■ **OBJECTIF FIXÉ**: Présente sous forme de liste numérotée les lignes des entrées ci-dessous, de la ligne qui contient « Detect leafy canopy. » jusqu'à la ligne qui contient « 361, 154, 524, 177 », celle-ci comprise. Omets les lignes vides.

■ **Entrées de données enregistrées**:
▬▬▬▬▬▬

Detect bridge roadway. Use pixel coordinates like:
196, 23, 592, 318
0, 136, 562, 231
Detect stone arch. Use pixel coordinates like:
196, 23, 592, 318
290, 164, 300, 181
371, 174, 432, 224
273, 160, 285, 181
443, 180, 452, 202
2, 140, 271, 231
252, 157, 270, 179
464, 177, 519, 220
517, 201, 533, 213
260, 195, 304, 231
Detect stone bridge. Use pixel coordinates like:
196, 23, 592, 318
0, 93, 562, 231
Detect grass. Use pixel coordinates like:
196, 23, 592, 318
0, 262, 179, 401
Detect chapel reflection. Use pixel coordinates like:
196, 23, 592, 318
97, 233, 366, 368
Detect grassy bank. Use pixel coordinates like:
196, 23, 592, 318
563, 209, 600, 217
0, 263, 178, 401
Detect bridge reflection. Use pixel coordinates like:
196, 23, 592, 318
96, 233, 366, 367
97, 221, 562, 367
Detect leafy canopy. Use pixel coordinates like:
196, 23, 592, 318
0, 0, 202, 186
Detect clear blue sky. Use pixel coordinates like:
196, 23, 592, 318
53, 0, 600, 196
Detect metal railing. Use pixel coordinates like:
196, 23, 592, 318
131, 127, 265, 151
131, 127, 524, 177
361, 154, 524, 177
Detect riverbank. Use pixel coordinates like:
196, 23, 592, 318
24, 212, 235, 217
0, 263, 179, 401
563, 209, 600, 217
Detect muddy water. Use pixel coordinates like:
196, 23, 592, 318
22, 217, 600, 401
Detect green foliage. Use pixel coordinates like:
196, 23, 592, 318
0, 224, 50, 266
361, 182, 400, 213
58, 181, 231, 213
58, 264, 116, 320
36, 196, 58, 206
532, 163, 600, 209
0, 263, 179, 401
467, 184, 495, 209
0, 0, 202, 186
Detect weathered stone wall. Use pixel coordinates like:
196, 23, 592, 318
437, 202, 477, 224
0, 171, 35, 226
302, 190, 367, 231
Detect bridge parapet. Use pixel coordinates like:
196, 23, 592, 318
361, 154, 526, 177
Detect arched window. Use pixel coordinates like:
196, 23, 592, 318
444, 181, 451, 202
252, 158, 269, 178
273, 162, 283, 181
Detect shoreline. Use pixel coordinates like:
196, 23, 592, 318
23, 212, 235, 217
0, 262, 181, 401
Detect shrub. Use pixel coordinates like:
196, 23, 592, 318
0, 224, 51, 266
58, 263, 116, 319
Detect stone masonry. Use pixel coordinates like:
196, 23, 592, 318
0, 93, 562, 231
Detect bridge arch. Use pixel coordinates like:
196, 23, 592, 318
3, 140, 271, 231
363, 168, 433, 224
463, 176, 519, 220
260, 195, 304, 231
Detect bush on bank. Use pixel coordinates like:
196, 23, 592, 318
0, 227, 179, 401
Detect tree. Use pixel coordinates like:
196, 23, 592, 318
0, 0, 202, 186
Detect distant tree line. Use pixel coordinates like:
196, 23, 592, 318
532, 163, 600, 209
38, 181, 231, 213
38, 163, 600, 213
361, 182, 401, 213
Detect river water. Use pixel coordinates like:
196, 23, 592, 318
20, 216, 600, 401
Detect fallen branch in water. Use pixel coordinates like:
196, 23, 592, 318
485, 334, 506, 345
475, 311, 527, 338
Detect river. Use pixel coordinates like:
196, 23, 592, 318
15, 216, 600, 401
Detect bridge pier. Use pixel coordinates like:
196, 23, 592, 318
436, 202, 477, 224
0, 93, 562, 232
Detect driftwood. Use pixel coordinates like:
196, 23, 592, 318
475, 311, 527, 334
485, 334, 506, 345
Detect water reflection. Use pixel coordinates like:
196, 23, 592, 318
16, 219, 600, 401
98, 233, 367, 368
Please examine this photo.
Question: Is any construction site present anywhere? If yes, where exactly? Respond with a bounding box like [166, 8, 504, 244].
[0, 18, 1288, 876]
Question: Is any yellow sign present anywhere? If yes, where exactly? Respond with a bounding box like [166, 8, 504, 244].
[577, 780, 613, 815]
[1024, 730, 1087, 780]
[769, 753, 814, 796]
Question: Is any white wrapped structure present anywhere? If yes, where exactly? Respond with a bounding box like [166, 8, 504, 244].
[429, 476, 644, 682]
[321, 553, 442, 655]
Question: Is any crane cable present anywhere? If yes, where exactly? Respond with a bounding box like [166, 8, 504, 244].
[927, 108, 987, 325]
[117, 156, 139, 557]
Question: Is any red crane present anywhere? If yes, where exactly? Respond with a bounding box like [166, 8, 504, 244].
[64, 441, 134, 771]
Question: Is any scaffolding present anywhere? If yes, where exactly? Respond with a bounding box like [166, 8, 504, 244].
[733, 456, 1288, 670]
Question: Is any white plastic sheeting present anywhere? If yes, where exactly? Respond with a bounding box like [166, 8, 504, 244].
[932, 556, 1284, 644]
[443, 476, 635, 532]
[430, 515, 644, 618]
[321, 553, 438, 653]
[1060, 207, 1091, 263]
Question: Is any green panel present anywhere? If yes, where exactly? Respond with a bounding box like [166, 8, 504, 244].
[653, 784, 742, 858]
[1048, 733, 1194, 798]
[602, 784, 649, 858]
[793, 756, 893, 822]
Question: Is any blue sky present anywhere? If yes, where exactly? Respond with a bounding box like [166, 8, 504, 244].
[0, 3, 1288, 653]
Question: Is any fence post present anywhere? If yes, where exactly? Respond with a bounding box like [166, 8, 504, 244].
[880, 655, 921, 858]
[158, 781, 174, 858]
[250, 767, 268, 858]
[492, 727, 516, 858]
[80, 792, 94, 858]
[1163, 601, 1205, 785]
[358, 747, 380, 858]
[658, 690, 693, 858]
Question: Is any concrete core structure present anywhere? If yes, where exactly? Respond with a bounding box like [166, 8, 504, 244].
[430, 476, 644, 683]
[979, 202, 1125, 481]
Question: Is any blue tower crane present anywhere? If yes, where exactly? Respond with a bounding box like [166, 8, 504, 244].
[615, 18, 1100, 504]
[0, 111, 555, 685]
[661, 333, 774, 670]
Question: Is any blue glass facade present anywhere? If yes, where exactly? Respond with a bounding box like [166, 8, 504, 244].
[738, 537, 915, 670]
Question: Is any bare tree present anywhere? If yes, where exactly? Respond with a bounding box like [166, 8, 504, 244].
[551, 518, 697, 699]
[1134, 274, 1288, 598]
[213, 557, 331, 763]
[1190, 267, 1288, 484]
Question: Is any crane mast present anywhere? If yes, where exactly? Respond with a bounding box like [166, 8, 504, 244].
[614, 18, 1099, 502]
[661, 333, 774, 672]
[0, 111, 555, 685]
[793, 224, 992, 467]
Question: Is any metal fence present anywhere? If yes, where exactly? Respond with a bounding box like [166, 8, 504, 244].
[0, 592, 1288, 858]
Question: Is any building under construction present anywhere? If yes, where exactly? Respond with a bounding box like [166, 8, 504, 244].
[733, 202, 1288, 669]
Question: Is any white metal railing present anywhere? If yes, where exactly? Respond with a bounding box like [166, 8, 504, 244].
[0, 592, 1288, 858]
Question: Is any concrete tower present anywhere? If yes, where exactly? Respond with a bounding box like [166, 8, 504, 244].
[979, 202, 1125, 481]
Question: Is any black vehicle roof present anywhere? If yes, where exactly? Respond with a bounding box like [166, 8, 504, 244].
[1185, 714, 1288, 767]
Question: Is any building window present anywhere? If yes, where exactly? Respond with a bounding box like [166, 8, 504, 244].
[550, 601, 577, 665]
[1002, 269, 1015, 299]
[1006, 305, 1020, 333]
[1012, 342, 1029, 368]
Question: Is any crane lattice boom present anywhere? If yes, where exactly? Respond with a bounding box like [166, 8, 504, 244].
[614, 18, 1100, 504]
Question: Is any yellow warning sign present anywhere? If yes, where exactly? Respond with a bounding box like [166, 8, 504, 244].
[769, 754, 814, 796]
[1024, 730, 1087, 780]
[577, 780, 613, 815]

▬▬▬▬▬▬

■ **SOLUTION PROPOSÉE**:
1. Detect leafy canopy. Use pixel coordinates like:
2. 196, 23, 592, 318
3. 0, 0, 202, 186
4. Detect clear blue sky. Use pixel coordinates like:
5. 196, 23, 592, 318
6. 53, 0, 600, 196
7. Detect metal railing. Use pixel coordinates like:
8. 196, 23, 592, 318
9. 131, 127, 265, 151
10. 131, 127, 524, 177
11. 361, 154, 524, 177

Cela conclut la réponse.